● Your goal
All the data should come back exactly as it was given.

● Items
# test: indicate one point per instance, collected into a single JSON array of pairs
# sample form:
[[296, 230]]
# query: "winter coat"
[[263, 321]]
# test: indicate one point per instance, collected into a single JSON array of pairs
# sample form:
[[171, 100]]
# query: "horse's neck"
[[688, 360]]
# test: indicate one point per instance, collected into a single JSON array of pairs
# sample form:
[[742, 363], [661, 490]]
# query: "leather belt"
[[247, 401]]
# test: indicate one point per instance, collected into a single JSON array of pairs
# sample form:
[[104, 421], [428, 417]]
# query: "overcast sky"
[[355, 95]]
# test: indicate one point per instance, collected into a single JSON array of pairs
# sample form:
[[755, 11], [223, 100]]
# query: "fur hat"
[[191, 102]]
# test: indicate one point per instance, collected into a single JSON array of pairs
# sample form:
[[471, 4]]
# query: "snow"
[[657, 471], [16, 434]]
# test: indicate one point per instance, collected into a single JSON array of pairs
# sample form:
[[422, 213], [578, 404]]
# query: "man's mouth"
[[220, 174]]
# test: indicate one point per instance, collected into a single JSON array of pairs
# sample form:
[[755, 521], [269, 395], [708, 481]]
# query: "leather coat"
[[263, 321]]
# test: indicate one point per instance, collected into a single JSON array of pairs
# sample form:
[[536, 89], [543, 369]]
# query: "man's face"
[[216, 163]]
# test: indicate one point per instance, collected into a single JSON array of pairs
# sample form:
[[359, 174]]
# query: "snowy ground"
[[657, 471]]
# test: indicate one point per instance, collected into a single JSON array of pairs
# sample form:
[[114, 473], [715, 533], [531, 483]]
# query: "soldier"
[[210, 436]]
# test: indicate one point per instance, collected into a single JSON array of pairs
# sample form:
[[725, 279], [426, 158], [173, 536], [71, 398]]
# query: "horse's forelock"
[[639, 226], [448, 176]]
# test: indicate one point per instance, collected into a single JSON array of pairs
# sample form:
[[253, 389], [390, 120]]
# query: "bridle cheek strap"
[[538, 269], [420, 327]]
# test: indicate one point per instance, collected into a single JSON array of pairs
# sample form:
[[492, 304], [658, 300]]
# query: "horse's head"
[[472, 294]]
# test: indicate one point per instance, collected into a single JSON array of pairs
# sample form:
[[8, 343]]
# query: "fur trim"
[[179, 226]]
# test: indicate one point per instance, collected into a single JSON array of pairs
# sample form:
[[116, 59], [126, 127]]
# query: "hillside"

● Response to this exercise
# test: indicate one point per instance, collected into a single JSON array of pairs
# sample form:
[[296, 230]]
# query: "winter coat"
[[263, 321]]
# test: indicate one point per instance, collected into a single JSON array of pairs
# sample form:
[[171, 100]]
# query: "horse's neck"
[[688, 360]]
# test: indicate one point per instance, collected into a single JSON array of pairs
# sample form:
[[742, 363], [661, 490]]
# query: "leather belt"
[[247, 401]]
# test: indicate one point per instance, collected into a single JSON array of pairs
# sample form:
[[104, 421], [428, 417]]
# query: "overcast sky"
[[355, 95]]
# test: indicate one point per instance, collected into a single JSON array of pairs
# sample form:
[[755, 11], [223, 100]]
# query: "fur hat"
[[191, 102]]
# test: indicate one point per instance, collected into a single JSON array of pairs
# sample form:
[[471, 4]]
# query: "snow"
[[657, 471], [16, 434]]
# test: indicate one point per instance, collected into a single JSON array of pairs
# sample form:
[[422, 213], [578, 404]]
# query: "man's mouth"
[[220, 174]]
# test: indicate one point per instance, collected into a single JSON array of pairs
# sample form:
[[755, 521], [269, 395], [708, 481]]
# query: "leather coat"
[[263, 321]]
# test: indicate one point per instance, collected into a single JSON array of pairs
# sample form:
[[536, 89], [543, 369]]
# query: "man's face"
[[216, 163]]
# test: indicate one point per instance, collected into a single JSON array of pairs
# sample form:
[[359, 174]]
# query: "snowy ground"
[[657, 471]]
# test: indicate one point per instance, collected into a single JSON array of pairs
# sample form:
[[114, 473], [715, 533], [531, 483]]
# query: "soldier"
[[210, 436]]
# test: indicate one point per instance, collected into a single JSON array of pairs
# sample form:
[[725, 279], [426, 158], [173, 536], [71, 398]]
# query: "horse's forelock"
[[639, 226], [448, 176]]
# test: indicate one point per instance, collected into a single JSON array of pairs
# sample form:
[[253, 389], [390, 120]]
# query: "bridle cheek strap"
[[538, 269], [420, 327]]
# test: indicate one point per instance, collected into a single JSON array of pairs
# sample form:
[[492, 304], [658, 300]]
# query: "horse's head"
[[472, 294]]
# test: indicate one point per instance, collected into a single JSON array of pairs
# sample form:
[[8, 343]]
# query: "fur trim"
[[179, 226]]
# test: indicate one point per instance, collected into a single JSON array of pairs
# sample form:
[[116, 59], [126, 127]]
# query: "hillside"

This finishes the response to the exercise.